Supplied data below:

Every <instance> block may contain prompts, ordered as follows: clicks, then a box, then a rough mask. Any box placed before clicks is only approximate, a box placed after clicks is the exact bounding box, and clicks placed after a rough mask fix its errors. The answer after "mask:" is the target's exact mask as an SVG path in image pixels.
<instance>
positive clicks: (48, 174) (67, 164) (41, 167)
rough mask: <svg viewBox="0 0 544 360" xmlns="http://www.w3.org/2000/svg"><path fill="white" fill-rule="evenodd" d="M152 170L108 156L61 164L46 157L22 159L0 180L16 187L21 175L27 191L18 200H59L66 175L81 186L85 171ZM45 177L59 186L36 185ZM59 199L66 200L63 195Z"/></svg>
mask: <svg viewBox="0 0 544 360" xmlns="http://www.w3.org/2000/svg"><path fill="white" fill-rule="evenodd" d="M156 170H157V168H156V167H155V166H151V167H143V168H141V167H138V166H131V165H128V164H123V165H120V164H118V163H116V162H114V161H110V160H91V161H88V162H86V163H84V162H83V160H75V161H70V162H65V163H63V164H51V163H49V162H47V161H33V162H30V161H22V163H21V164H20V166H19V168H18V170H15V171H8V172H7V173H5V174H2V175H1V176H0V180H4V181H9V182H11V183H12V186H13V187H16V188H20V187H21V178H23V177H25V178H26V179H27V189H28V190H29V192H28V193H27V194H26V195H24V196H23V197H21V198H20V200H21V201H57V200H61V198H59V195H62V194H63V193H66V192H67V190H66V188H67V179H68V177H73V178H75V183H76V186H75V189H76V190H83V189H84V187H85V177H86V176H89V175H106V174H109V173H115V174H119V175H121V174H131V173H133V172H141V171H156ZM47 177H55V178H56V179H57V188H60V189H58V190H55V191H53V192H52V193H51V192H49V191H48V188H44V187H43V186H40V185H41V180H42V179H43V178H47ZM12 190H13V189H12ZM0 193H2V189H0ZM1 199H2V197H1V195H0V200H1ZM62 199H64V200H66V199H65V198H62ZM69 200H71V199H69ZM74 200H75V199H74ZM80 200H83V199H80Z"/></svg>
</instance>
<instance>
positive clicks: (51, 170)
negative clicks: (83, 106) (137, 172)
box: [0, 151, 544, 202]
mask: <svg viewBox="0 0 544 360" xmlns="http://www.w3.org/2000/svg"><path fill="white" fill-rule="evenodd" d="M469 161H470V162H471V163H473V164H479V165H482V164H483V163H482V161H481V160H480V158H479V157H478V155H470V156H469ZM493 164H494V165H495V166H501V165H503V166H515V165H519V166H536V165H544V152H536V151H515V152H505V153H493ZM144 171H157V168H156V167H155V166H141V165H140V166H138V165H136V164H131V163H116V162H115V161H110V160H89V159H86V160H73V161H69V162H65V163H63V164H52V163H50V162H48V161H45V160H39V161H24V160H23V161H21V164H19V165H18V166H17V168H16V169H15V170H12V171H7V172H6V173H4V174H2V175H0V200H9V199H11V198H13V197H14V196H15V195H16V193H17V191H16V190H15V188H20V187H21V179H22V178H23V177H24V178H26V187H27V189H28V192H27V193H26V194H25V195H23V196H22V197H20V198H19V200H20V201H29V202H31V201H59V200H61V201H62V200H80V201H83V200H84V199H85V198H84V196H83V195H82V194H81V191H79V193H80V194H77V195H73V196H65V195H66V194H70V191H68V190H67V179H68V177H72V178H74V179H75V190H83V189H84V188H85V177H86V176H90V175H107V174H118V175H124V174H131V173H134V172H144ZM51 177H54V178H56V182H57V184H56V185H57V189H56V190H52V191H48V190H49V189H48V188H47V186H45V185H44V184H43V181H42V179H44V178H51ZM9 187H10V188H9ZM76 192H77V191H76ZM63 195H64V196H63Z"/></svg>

End of Supplied data.

** Task objective **
Arrange the rows above as a two-column CSV with the headers input and output, one line per request, putting its text and its answer each in a single quoted field with line breaks replaced by spaces. Include every row.

** Written answer **
input,output
"Every <instance> block may contain prompts, ordered as follows: clicks, then a box, then a rough mask. Any box placed before clicks is only approximate, a box placed after clicks is the exact bounding box, and clicks placed after a rough mask fix its errors. The answer after ""mask:"" is the target's exact mask as an SVG path in image pixels. <instance> positive clicks: (48, 174) (67, 164) (41, 167) rough mask: <svg viewBox=""0 0 544 360"" xmlns=""http://www.w3.org/2000/svg""><path fill=""white"" fill-rule=""evenodd"" d=""M152 170L108 156L61 164L46 157L22 159L0 180L16 187L21 175L27 191L18 200H59L66 175L81 186L85 171ZM45 177L59 186L36 185ZM59 199L66 200L63 195Z""/></svg>","mask: <svg viewBox=""0 0 544 360"" xmlns=""http://www.w3.org/2000/svg""><path fill=""white"" fill-rule=""evenodd"" d=""M156 170H157V168H156V167H155V166H151V167H143V168H141V167H138V166H131V165H128V164H123V165H120V164H118V163H116V162H114V161H110V160H91V161H88V162H86V163H84V162H83V160H75V161H70V162H65V163H63V164H51V163H49V162H47V161H33V162H30V161H22V163H21V164H20V166H19V168H18V170H15V171H8V172H7V173H5V174H2V175H1V176H0V180H4V181H9V182H11V183H12V186H13V187H16V188H20V187H21V178H23V177H25V178H26V179H27V189H28V190H29V192H28V193H27V194H26V195H24V196H23V197H21V198H20V200H21V201H57V200H61V198H59V195H62V194H63V193H66V192H67V190H66V188H67V179H68V177H73V178H75V183H76V186H75V189H76V190H83V189H84V187H85V177H86V176H89V175H106V174H109V173H115V174H119V175H121V174H131V173H133V172H141V171H156ZM47 177H55V178H56V179H57V188H60V189H58V190H55V191H53V192H52V193H51V192H49V191H48V188H44V187H43V186H40V185H41V180H42V179H43V178H47ZM12 190H13V189H12ZM0 193H2V189H0ZM1 199H2V197H1V195H0V200H1ZM62 199H64V200H66V199H65V198H62ZM69 200H71V199H69ZM74 200H75V199H74ZM80 200H83V199H80Z""/></svg>"
"</instance> <instance> positive clicks: (51, 170) negative clicks: (83, 106) (137, 172) box:","[0, 151, 544, 202] mask: <svg viewBox=""0 0 544 360"" xmlns=""http://www.w3.org/2000/svg""><path fill=""white"" fill-rule=""evenodd"" d=""M469 161H470V162H471V163H473V164H479V165H482V164H483V163H482V161H481V160H480V158H479V157H478V155H470V156H469ZM493 164H494V165H495V166H501V165H503V166H515V165H519V166H536V165H544V152H536V151H515V152H505V153H493ZM144 171H157V168H156V167H155V166H141V165H140V166H138V165H136V164H131V163H116V162H115V161H110V160H89V159H86V160H73V161H69V162H65V163H63V164H52V163H50V162H48V161H45V160H39V161H24V160H23V161H21V164H19V165H18V166H17V168H16V169H15V170H12V171H7V172H6V173H4V174H2V175H0V200H9V199H11V198H13V197H14V196H15V195H16V193H17V191H16V190H15V188H20V187H21V179H22V178H23V177H24V178H26V187H27V189H28V192H27V193H26V194H25V195H23V196H22V197H20V198H19V200H20V201H29V202H31V201H59V200H61V201H62V200H80V201H83V200H84V199H85V198H84V196H83V195H82V194H81V191H79V193H80V194H77V195H73V196H65V195H66V194H70V191H68V190H67V179H68V177H72V178H74V179H75V190H83V189H84V188H85V177H86V176H90V175H107V174H118V175H124V174H131V173H134V172H144ZM51 177H54V178H56V182H57V184H56V185H57V189H56V190H52V191H48V190H49V189H48V188H47V186H45V185H44V184H43V181H42V179H44V178H51ZM9 187H10V188H9ZM76 192H77V191H76ZM63 195H64V196H63Z""/></svg>"